[Position identification records]
----------------------------------------

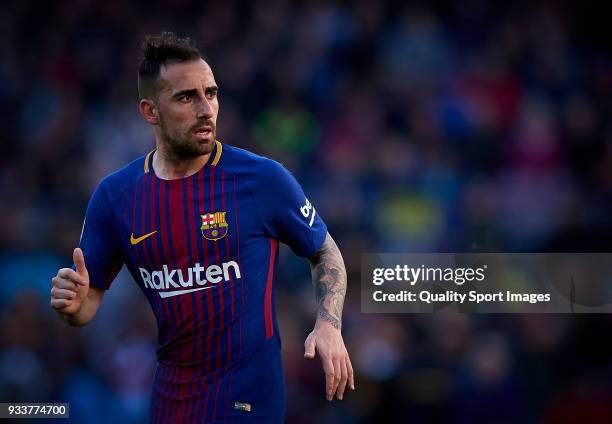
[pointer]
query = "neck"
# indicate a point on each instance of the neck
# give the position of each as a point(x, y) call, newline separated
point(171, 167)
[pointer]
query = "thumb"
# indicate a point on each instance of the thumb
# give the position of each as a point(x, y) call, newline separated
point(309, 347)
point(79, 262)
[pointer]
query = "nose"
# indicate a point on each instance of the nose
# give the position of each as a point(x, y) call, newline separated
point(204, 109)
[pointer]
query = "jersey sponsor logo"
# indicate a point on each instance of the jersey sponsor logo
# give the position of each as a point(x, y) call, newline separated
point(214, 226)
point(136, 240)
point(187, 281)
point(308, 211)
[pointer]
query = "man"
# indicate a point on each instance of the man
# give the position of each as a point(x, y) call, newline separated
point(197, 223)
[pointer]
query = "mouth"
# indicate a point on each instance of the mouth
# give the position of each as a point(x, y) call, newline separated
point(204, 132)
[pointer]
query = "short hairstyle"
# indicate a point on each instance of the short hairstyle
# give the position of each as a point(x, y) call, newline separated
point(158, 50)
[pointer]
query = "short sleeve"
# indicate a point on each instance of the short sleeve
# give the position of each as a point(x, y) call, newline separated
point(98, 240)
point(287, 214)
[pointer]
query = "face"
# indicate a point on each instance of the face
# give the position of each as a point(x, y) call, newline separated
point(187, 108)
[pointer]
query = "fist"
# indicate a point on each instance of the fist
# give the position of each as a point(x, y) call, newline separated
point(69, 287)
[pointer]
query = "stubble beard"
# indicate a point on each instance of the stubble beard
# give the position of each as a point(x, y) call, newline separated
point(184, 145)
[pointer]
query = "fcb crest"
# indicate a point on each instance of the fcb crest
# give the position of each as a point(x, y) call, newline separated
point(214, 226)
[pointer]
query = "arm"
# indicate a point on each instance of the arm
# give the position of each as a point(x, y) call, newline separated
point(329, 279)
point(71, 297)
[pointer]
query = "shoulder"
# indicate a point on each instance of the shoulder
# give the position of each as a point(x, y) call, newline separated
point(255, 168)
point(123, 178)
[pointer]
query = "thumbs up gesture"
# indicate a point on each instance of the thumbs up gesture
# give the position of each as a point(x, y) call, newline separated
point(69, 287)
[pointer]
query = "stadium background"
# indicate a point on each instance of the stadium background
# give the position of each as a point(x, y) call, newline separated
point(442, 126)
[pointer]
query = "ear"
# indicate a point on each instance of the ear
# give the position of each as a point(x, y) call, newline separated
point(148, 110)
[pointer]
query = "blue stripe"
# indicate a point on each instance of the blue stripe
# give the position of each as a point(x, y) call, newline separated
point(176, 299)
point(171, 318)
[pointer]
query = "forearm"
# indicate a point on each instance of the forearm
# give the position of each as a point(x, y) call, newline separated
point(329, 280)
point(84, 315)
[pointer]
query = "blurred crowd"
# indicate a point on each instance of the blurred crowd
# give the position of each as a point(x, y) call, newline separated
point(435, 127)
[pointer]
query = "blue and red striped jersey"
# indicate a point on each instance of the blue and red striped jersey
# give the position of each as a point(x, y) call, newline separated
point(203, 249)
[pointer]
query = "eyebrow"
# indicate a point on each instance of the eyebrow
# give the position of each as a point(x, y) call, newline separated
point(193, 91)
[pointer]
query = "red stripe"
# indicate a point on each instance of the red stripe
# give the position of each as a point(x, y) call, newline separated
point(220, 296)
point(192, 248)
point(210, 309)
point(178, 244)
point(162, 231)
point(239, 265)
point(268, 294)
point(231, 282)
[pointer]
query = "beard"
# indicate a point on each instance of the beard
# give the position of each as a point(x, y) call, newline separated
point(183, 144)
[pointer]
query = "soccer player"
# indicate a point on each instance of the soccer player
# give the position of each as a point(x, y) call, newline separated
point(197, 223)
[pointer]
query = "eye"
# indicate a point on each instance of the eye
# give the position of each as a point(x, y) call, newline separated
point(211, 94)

----------------------------------------

WHAT THE TASK REQUIRES — Retype the entries above word for word, leaving out the pictures.

FINAL ANSWER —
[pointer]
query = "neck"
# indicate a point on each instance of the neck
# give the position of each as a point(x, y) call, newline separated
point(171, 167)
[pointer]
query = "thumb"
# indicate a point on each instance of the thumb
# give the position of each as a point(x, y) call, newline separated
point(309, 347)
point(79, 262)
[pointer]
query = "nose"
# indicate a point on each instance of the nose
# give the position of each as a point(x, y) call, newline separated
point(204, 109)
[pointer]
query = "jersey sponsor logo"
# indicate a point on each instance of the jersey sponsor logo
# give the position of each as a point(x, y) call, newline separated
point(214, 226)
point(136, 240)
point(187, 281)
point(308, 211)
[pointer]
query = "man"
# indicate a point on each instance of the man
# give the position of each as a point(x, y) call, newline separated
point(197, 223)
[pointer]
query = "mouth"
# indicate a point on each instance of the mouth
# give the position of each as a point(x, y) call, newline separated
point(204, 132)
[pointer]
query = "short hairstyle"
# indicate a point on each instance of the short hairstyle
# give the position of each as a point(x, y) call, newline separated
point(158, 50)
[pointer]
query = "short sleeve"
# indicate a point on each instance of the short sleeve
# give the position of each as a point(x, y) call, newline separated
point(98, 240)
point(287, 214)
[pointer]
query = "face"
# indicate a point on each instance of the face
# give the position of each as a point(x, y) call, newline separated
point(187, 108)
[pointer]
query = "fist"
# indicate a point on each instance of the fist
# give the position of each as a point(x, y) call, newline separated
point(69, 287)
[pointer]
query = "stubble beard"
# indicate a point on each instance of the stubble beard
# give the position of each as a point(x, y) call, newline separated
point(184, 145)
[pointer]
query = "fcb crest"
# indicate a point on each instance of the fcb crest
# give the position of each as a point(x, y) call, newline separated
point(214, 226)
[pointer]
query = "arm"
# indicate a point on each instance of the arm
# give the position of each as a point(x, y) call, newline separated
point(329, 279)
point(71, 297)
[pointer]
query = "shoulder"
# indicate a point on each instance of the shoulder
# give the position of each as a point(x, y) call, newline separated
point(255, 168)
point(123, 178)
[pointer]
query = "thumbs up gesture"
# indicate a point on each instance of the thumbs up gesture
# give the position of each as a point(x, y) call, newline separated
point(69, 287)
[pointer]
query = "stadium background"
# indicate a point on each instance of the stadium background
# give the position of each as a point(x, y) call, newline separated
point(442, 126)
[pointer]
query = "ear"
# indicate a point on each instance of the ear
# give the position of each as a point(x, y) call, newline separated
point(148, 110)
[pointer]
query = "blue stripe"
# indicate a point on each instance of the blue stripe
# give the position of each as a point(x, y) call, newline separated
point(176, 299)
point(171, 318)
[pointer]
query = "forearm"
# indicate a point on each instance of the forearm
# give the position of each as a point(x, y) call, newline separated
point(329, 280)
point(84, 315)
[pointer]
query = "blurred crowd"
# indicate a point on each instance of the blurred crowd
# give the position of each as a point(x, y) call, newline separated
point(435, 127)
[pointer]
query = "blue and red striped jersey"
# indicate a point on each instance of the blue and red striped jersey
# give the position of each as a point(x, y) call, newline separated
point(203, 249)
[pointer]
query = "eyebrow"
# indicate a point on each instance of the eyebrow
# give the position of each as a point(x, y) call, newline separated
point(193, 91)
[pointer]
query = "red stripe"
# indicate a point on each instance of the red stripe
# give the position of each as a point(x, y) call, newline separated
point(220, 296)
point(192, 248)
point(210, 309)
point(178, 244)
point(162, 231)
point(239, 265)
point(268, 294)
point(231, 282)
[pointer]
query = "beard"
# indicate a point on each instance of the beard
# give the position of each as a point(x, y) call, newline separated
point(183, 144)
[pointer]
query = "soccer player"
# indicate a point on each instance of the soccer player
# give the position of each as a point(x, y) call, newline separated
point(197, 223)
[pointer]
query = "eye"
# indicate a point on each instance of the eye
# give the position of each as a point(x, y) call, newline separated
point(211, 94)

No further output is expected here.